■ Work instructions ■
Retype, word for word, the lines below, starting with the one that contains "of the fence" and running through the last line, both ends included.

■ Material for this task ■

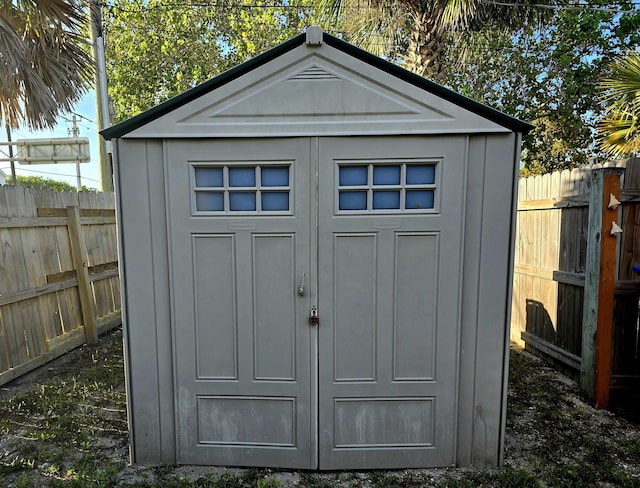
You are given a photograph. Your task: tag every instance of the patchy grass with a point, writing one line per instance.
(65, 426)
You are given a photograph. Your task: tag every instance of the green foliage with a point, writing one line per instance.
(619, 128)
(43, 59)
(43, 183)
(548, 74)
(157, 49)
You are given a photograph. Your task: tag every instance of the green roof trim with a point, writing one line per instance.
(473, 106)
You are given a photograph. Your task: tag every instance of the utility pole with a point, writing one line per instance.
(102, 98)
(14, 182)
(75, 133)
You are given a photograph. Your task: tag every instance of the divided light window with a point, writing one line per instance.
(242, 188)
(387, 187)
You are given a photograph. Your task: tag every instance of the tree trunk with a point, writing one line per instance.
(426, 45)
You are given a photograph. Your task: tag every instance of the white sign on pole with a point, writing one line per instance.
(53, 151)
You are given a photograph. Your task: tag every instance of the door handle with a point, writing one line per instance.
(313, 316)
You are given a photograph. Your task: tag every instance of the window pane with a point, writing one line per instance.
(386, 199)
(242, 201)
(277, 200)
(242, 176)
(416, 199)
(386, 175)
(353, 175)
(278, 176)
(209, 177)
(421, 174)
(209, 201)
(353, 200)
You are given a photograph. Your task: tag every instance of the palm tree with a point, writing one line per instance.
(619, 129)
(416, 31)
(44, 63)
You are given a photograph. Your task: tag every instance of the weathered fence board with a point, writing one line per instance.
(550, 264)
(50, 301)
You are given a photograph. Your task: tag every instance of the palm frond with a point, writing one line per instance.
(41, 48)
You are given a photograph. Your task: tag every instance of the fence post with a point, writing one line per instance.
(600, 280)
(78, 255)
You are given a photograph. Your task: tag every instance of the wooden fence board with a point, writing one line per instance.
(551, 256)
(39, 319)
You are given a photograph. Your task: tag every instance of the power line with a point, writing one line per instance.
(307, 9)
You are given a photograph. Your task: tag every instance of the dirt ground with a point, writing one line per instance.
(65, 425)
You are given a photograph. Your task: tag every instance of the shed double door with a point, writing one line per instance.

■ Task answer ■
You are given a photograph. Your task: tag every instance of the fence post with a point, writing one line per instance.
(600, 280)
(78, 255)
You are given a photograph. Your task: tag every instance of the wooden fence board with a point, writing one line per instance.
(551, 256)
(39, 319)
You are given a photograph. Your task: tag every instance of the power line with a point, writing one line per instance.
(307, 9)
You are given a photograph. Your task: tag every instance of the dirt ground with a point, writing one line per instance.
(65, 425)
You are given a photograph. Your task: tag every instance of the shed double door with a point, writing one line per instance.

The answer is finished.